**AIM OF THE EXERCISE:** Extract the full set of records, then give each one again exactly.

= = =

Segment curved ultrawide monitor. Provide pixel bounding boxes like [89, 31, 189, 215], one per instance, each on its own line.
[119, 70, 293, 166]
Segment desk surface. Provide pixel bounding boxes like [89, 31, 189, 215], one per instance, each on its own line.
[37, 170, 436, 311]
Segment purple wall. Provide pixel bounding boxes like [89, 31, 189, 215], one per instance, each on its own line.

= = =

**OUTPUT OF THE TASK:**
Segment curved ultrawide monitor. Provide pixel bounding boxes like [89, 31, 189, 215], one per instance, each on its own line.
[119, 70, 293, 166]
Segment desk surface. Provide pixel bounding boxes like [89, 31, 189, 215], one per instance, each on its own line.
[37, 170, 436, 311]
Segment purple wall. Provide pixel bounding boxes like [89, 31, 189, 215], one per instance, each on its own line.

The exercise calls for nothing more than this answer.